** Do this **
Starting with the line that contains "Check that each instance of the eyebrow", copy every line through the end of the data below, exactly and with nothing added.
──────── Given records ────────
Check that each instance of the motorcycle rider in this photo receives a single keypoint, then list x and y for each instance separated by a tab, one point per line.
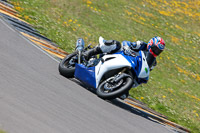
151	49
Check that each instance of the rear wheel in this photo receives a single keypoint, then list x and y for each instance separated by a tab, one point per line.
67	65
110	89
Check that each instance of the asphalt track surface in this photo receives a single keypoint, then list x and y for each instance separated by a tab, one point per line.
34	98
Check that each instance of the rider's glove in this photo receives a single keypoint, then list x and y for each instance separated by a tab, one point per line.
136	45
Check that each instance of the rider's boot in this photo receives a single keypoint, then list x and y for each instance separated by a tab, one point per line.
89	53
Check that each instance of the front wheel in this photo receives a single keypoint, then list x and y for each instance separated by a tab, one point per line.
110	89
67	65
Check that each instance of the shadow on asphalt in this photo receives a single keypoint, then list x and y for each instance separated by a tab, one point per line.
118	103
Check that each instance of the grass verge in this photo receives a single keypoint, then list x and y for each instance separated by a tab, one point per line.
173	88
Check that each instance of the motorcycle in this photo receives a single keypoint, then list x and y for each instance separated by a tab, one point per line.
111	75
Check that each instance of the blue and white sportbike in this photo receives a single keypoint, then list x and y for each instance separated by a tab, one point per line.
111	75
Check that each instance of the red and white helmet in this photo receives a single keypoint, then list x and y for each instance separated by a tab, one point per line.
156	45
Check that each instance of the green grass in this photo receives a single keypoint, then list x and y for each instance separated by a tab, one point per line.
173	88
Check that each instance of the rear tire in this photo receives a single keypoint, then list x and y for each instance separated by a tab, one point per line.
67	66
125	85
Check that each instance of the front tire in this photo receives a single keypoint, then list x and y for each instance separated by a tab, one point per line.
108	90
67	66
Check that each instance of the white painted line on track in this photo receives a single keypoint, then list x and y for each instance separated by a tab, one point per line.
12	28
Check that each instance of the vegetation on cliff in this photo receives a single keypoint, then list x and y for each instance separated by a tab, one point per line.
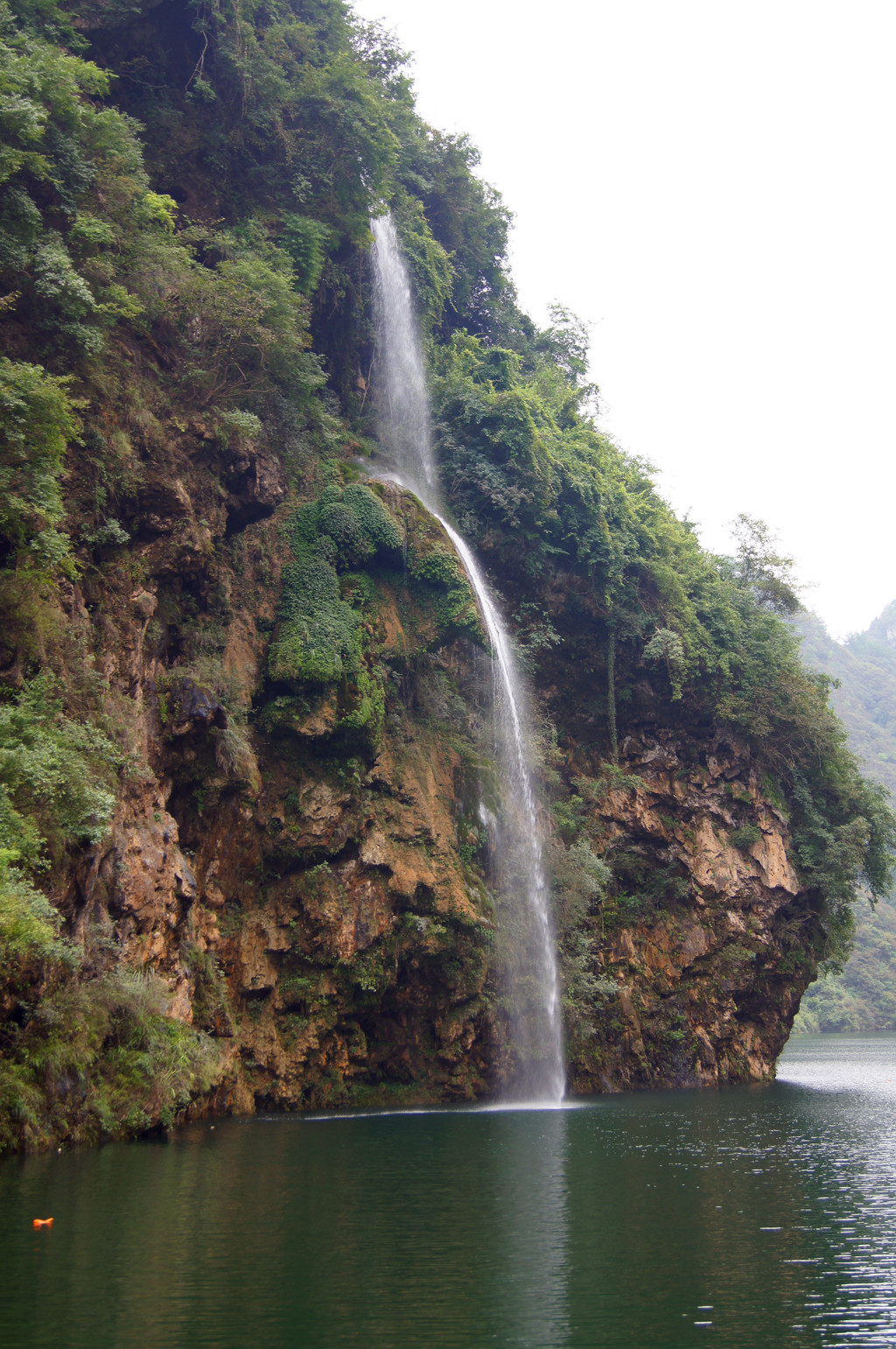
210	625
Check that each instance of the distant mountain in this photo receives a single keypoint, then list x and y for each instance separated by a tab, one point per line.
864	997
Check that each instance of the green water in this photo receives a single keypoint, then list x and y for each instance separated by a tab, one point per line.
759	1217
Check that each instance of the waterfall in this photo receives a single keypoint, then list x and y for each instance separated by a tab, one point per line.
407	438
404	402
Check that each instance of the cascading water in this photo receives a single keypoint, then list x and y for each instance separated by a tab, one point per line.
401	362
406	432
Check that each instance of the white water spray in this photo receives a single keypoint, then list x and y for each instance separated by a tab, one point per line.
404	402
406	431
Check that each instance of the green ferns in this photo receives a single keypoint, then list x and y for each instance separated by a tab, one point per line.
321	638
55	792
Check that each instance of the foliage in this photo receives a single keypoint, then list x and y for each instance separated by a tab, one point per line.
100	1059
37	423
54	775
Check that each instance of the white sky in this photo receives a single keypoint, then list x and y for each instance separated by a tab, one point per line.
710	185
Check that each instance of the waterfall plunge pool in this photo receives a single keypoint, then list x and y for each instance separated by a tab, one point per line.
758	1216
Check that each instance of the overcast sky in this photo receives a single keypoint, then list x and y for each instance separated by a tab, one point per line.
710	185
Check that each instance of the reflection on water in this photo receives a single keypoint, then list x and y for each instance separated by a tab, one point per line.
761	1217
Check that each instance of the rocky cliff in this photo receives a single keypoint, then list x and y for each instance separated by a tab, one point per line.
322	905
247	784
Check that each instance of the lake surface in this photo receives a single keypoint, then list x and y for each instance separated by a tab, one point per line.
760	1217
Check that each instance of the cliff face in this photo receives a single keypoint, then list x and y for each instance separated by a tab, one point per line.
247	785
710	949
322	904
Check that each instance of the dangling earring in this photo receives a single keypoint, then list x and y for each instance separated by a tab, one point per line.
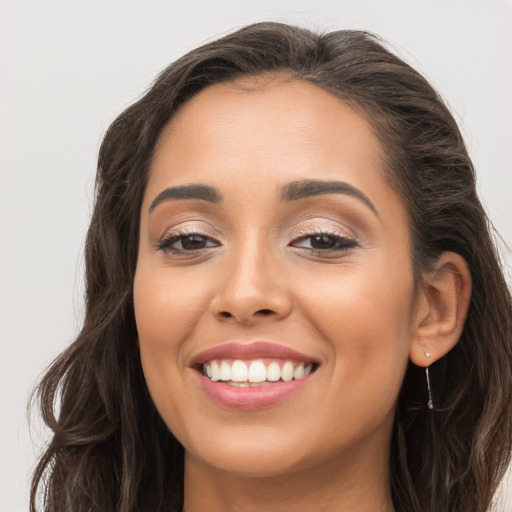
430	404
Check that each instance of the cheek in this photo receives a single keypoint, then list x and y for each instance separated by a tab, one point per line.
166	305
365	320
165	320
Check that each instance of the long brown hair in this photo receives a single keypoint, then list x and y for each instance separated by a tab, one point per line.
111	451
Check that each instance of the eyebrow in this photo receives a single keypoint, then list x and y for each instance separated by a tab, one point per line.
311	188
193	191
291	192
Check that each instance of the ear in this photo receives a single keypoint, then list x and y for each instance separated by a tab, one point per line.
441	309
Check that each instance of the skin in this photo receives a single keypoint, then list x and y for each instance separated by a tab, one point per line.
355	310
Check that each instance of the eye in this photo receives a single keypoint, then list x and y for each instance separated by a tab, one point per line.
324	242
181	242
────────
** Reply **
Check that each instance of the eyebrow in this photo receives a single keypoint, then list x and y for each instance separated by a tab, one point per line.
311	188
193	191
291	192
Check that each instance of the ear in this photo receives a single keypoint, then list x and y for each instance separated by a tab, one point per line.
441	309
Check that each instance of the skin in this photo receives a single keypoint, then list x and y for each instance separated by a tab, one point per line.
355	310
Check that each instance of the eye in this photo receives a single keypoint, then list x and y for each instance separated by a tab, one point per line.
324	242
181	242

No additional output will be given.